═══ Selected passage

Some women also report an unusual sense of anxiety or impending doom, a feeling that something is seriously wrong even before pain sets in. Because these symptoms overlap with so many other conditions, heart attacks in women are more likely to be missed or misinterpreted, both by the person experiencing them and by medical professionals.
Silent Heart Attacks
Roughly 1 in 5 heart attacks are silent, meaning the person doesn’t realize they’ve had one. Some estimates put that number as high as 2 in 5. The damage to the heart muscle still occurs, but the symptoms are mild enough to be brushed off.
A silent heart attack might feel like a bout of the flu, a sore muscle in your chest or upper back, a vague ache in your jaw or arms, unusual tiredness, or simple indigestion. These episodes often get attributed to something harmless, and the heart attack is only discovered later during a routine checkup or imaging test. Silent heart attacks carry the same long-term risks as recognized ones, including heart failure and an increased chance of a second, potentially more severe event.
Warning Signs Days or Weeks Before
Some heart attacks send early signals well in advance. Symptoms can appear up to a month beforehand, though they’re easy to overlook because they seem unrelated to the heart.
Unexplained fatigue or weakness lasting days or weeks is one of the most commonly reported early signs, especially in women. You might also notice difficulty breathing during light activity or even at rest, which often gets mistaken for a respiratory problem. Subtle chest discomfort, more like heaviness or tightness than sharp pain, can come and go for weeks. Some people experience insomnia or frequent nighttime waking as their body responds to growing cardiac stress.
None of these symptoms on their own confirm an impending heart attack. But if you have risk factors for heart disease and notice a cluster of these changes, especially new fatigue combined with chest heaviness or breathlessness, that pattern is worth taking seriously.

══════

**Instructions for the task:** Write out the passage on heart attack symptoms word for word, starting at "A silent heart" and ending at "more severe event.". The entries below come from a different source.

═══ The data

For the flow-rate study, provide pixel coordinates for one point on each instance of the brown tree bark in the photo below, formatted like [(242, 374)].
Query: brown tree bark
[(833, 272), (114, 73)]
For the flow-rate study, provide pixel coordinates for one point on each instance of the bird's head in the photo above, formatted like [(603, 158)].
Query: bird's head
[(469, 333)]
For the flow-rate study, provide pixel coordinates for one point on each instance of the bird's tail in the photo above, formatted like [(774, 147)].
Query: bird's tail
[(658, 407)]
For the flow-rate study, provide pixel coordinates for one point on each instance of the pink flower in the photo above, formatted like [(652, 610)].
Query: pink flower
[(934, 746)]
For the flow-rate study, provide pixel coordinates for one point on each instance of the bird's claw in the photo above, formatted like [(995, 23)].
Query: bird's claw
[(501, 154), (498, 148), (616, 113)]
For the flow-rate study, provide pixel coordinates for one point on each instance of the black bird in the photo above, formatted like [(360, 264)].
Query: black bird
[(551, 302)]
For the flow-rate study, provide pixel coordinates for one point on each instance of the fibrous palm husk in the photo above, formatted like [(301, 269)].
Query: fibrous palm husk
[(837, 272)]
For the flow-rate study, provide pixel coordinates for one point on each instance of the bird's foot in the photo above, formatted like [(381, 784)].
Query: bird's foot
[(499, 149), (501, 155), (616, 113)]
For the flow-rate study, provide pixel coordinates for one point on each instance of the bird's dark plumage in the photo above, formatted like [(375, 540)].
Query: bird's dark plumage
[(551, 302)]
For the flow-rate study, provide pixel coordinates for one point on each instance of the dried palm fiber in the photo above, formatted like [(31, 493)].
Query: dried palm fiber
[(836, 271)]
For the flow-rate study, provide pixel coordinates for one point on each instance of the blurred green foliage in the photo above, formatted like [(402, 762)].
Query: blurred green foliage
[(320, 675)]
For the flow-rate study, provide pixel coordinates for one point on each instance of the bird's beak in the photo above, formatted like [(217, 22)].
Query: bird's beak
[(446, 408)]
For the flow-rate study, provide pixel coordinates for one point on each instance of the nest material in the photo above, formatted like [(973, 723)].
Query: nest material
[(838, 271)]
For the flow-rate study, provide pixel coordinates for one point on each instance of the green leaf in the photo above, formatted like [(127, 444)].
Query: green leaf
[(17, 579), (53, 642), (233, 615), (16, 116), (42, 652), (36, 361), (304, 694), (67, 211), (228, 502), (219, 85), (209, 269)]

══════

**Result of the task:**
A silent heart attack might feel like a bout of the flu, a sore muscle in your chest or upper back, a vague ache in your jaw or arms, unusual tiredness, or simple indigestion. These episodes often get attributed to something harmless, and the heart attack is only discovered later during a routine checkup or imaging test. Silent heart attacks carry the same long-term risks as recognized ones, including heart failure and an increased chance of a second, potentially more severe event.